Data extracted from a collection
....
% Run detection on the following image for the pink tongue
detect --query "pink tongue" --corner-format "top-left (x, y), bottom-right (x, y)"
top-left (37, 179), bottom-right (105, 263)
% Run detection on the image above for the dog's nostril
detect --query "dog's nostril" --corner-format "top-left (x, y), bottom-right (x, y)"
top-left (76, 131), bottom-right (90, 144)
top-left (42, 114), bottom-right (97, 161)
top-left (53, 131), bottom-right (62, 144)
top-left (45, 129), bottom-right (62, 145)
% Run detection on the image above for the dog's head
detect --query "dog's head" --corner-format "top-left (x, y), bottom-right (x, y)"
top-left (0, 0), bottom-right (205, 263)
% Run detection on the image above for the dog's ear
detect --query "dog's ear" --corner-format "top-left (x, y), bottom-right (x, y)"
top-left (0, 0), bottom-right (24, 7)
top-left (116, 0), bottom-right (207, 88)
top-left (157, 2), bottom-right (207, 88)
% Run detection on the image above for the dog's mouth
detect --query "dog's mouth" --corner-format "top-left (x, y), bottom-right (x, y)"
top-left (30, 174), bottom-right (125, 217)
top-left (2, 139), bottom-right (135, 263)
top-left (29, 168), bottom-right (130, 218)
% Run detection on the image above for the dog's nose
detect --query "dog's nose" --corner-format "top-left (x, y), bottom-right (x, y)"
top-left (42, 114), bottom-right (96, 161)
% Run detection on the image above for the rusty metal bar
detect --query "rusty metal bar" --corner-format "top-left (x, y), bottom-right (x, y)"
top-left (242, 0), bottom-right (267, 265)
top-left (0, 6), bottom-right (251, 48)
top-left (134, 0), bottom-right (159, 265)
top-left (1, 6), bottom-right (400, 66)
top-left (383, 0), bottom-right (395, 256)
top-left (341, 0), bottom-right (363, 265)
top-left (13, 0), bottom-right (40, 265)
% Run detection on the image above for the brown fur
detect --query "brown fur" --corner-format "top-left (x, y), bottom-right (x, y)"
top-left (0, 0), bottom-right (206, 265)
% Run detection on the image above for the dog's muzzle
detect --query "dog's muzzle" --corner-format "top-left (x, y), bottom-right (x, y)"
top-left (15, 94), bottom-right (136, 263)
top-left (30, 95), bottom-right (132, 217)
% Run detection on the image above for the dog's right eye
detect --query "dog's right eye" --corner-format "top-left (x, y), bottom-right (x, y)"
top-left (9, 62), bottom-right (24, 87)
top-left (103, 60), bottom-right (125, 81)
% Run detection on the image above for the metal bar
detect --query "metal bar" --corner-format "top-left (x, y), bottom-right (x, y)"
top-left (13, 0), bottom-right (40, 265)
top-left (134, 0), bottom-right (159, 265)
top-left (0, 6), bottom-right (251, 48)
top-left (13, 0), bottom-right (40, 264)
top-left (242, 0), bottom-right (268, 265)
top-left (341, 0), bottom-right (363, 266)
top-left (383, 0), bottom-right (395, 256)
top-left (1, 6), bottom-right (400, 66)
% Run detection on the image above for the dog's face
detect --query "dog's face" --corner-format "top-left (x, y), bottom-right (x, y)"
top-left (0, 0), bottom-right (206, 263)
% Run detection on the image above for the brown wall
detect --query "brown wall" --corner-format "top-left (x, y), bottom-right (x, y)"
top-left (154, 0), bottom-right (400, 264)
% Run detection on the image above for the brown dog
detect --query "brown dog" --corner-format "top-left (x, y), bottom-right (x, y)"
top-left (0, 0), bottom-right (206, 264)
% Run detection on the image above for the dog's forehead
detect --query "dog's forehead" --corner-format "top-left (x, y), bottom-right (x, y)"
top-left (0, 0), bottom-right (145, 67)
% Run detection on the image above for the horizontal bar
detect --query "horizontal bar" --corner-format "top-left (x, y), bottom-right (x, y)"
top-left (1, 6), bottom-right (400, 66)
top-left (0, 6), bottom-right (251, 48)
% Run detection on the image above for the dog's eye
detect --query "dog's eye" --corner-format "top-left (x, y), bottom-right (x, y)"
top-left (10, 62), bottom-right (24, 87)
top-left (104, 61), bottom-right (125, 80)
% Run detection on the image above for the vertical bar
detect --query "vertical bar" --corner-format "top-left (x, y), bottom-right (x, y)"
....
Your task —
Each record must be transcribed word for word.

Output below —
% Run detection on the following image for the pink tongue
detect --query "pink tongue" --corner-format "top-left (x, y), bottom-right (x, y)"
top-left (37, 179), bottom-right (105, 263)
% Run detection on the image above for the dog's nostril
detect --query "dog's nostril" --corner-format "top-left (x, y), bottom-right (x, y)"
top-left (76, 131), bottom-right (90, 144)
top-left (42, 114), bottom-right (97, 161)
top-left (53, 131), bottom-right (62, 144)
top-left (45, 129), bottom-right (62, 145)
% Run detection on the image above for the dog's head
detect --query "dog's head" --corner-format "top-left (x, y), bottom-right (x, y)"
top-left (0, 0), bottom-right (205, 263)
% Run detection on the image above for the dog's ear
detect --query "dog's ear" --corner-format "top-left (x, y), bottom-right (x, y)"
top-left (0, 0), bottom-right (24, 7)
top-left (116, 0), bottom-right (207, 88)
top-left (157, 2), bottom-right (207, 88)
% Run detection on the image above for the dog's mouth
detect --query "dog's mouth" --corner-format "top-left (x, y), bottom-right (x, y)"
top-left (30, 174), bottom-right (125, 217)
top-left (2, 139), bottom-right (135, 263)
top-left (29, 168), bottom-right (130, 218)
% Run detection on the image above for the dog's nose
detect --query "dog's nose" --corner-format "top-left (x, y), bottom-right (x, y)"
top-left (42, 114), bottom-right (96, 161)
% Run detection on the image above for the rusty metal bar
detect --query "rusty metal bar" --corner-format "top-left (x, y), bottom-right (x, y)"
top-left (242, 0), bottom-right (267, 265)
top-left (0, 6), bottom-right (251, 48)
top-left (134, 0), bottom-right (159, 265)
top-left (1, 6), bottom-right (400, 66)
top-left (383, 0), bottom-right (395, 256)
top-left (341, 0), bottom-right (363, 265)
top-left (13, 0), bottom-right (40, 265)
% Run detection on the image above for the brown fur
detect --query "brown fur" --corner-format "top-left (x, y), bottom-right (x, y)"
top-left (0, 0), bottom-right (206, 265)
% Run detection on the image above for the dog's muzzle
detect --query "dog's muzzle" --corner-format "top-left (x, y), bottom-right (x, y)"
top-left (15, 94), bottom-right (136, 263)
top-left (30, 95), bottom-right (132, 217)
% Run detection on the image above for the dog's right eye
detect --query "dog's right eye" --corner-format "top-left (x, y), bottom-right (x, y)"
top-left (9, 62), bottom-right (24, 87)
top-left (103, 60), bottom-right (125, 81)
% Run detection on the image above for the metal bar
detect --query "metal bar" --corner-format "top-left (x, y), bottom-right (x, y)"
top-left (13, 0), bottom-right (40, 265)
top-left (134, 0), bottom-right (159, 265)
top-left (0, 6), bottom-right (251, 48)
top-left (13, 0), bottom-right (40, 264)
top-left (242, 0), bottom-right (268, 265)
top-left (341, 0), bottom-right (363, 266)
top-left (383, 0), bottom-right (395, 256)
top-left (1, 6), bottom-right (400, 66)
% Run detection on the image above for the dog's face
detect --query "dog's face" --corner-format "top-left (x, y), bottom-right (x, y)"
top-left (0, 0), bottom-right (206, 263)
% Run detection on the image above for the brown wall
detect --query "brown wall" --corner-format "top-left (x, y), bottom-right (x, y)"
top-left (154, 0), bottom-right (400, 264)
% Run detection on the image above for the brown dog
detect --query "brown dog" --corner-format "top-left (x, y), bottom-right (x, y)"
top-left (0, 0), bottom-right (206, 264)
% Run detection on the image above for the dog's forehead
detect --query "dog's forehead" --corner-format "top-left (x, y), bottom-right (x, y)"
top-left (0, 0), bottom-right (145, 67)
% Run detection on the image above for the horizontal bar
detect --query "horizontal bar" --corner-format "top-left (x, y), bottom-right (x, y)"
top-left (1, 6), bottom-right (400, 66)
top-left (0, 6), bottom-right (251, 48)
% Run detection on the image above for the dog's eye
detect --query "dog's eye" --corner-format "top-left (x, y), bottom-right (x, y)"
top-left (10, 62), bottom-right (24, 87)
top-left (104, 61), bottom-right (125, 80)
% Run detection on the image above for the vertical bar
detect --query "vertical bar" --corner-format "top-left (x, y), bottom-right (x, y)"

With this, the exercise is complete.